DESCRIPTION OF THE TASK ->
Please write out every entry below exactly, leaving out any pictures.

MATERIAL FOR THIS EXERCISE ->
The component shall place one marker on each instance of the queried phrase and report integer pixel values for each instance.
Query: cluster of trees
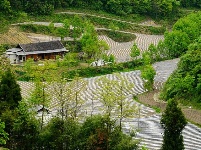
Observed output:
(184, 32)
(119, 7)
(24, 131)
(185, 82)
(190, 3)
(185, 41)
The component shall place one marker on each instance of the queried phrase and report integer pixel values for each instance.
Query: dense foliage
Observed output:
(185, 82)
(9, 91)
(119, 7)
(184, 32)
(173, 122)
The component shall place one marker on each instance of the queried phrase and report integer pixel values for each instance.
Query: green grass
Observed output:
(103, 23)
(135, 18)
(118, 36)
(40, 29)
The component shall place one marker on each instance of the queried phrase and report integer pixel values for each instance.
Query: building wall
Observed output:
(13, 58)
(37, 57)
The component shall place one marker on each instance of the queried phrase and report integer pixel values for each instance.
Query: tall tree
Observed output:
(26, 128)
(3, 134)
(9, 91)
(148, 74)
(173, 122)
(135, 51)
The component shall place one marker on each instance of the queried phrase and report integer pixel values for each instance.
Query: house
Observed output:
(36, 51)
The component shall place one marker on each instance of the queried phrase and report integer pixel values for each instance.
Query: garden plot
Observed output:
(148, 123)
(122, 51)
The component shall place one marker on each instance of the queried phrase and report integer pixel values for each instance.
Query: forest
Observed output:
(71, 129)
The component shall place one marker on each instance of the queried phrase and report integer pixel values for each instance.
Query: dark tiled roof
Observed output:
(42, 46)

RESULT FOR THIS EXERCISE ->
The component shall place one marker on each instance of the queried phrase and report integer pixel values for each instance.
Query: cluster of trees
Observed output:
(184, 32)
(119, 7)
(24, 131)
(185, 82)
(190, 3)
(185, 41)
The component shall place one marker on each instance of the queried phrase and report integer pixel values for each instance.
Query: dense foliage
Observed output:
(185, 82)
(9, 91)
(119, 7)
(184, 32)
(173, 122)
The component shall place one marker on each instance of the queried phrase and report integer pixel values for each instance.
Query: green grass
Observed output:
(103, 23)
(135, 18)
(118, 36)
(40, 29)
The component shall place one marker on each instance of the queried phrase and report integer pixel values for each instance.
Query: building wall
Observed output:
(13, 58)
(37, 57)
The component shall place one marker on each instance of the queried phrase and report integer pixel values for each instance.
Query: tall tree
Observed output:
(26, 128)
(3, 134)
(9, 91)
(148, 74)
(173, 122)
(135, 51)
The component shall place one marker on each instance of the queried phrase and report integer pixel values for each instance.
Query: house
Observed output:
(36, 51)
The component shall place one marker on each instance of the queried phrase and report integer pixel values for each instance.
Query: garden plot
Observed output:
(148, 123)
(122, 51)
The component shall place one marker on each instance of the queried phrase and report integer pixel values for each instance.
Query: forest
Observed output:
(71, 129)
The component shall place one marker on each instance of the queried phrase and report integer pixel values for each instance.
Query: dark tiled roof
Observed output:
(42, 46)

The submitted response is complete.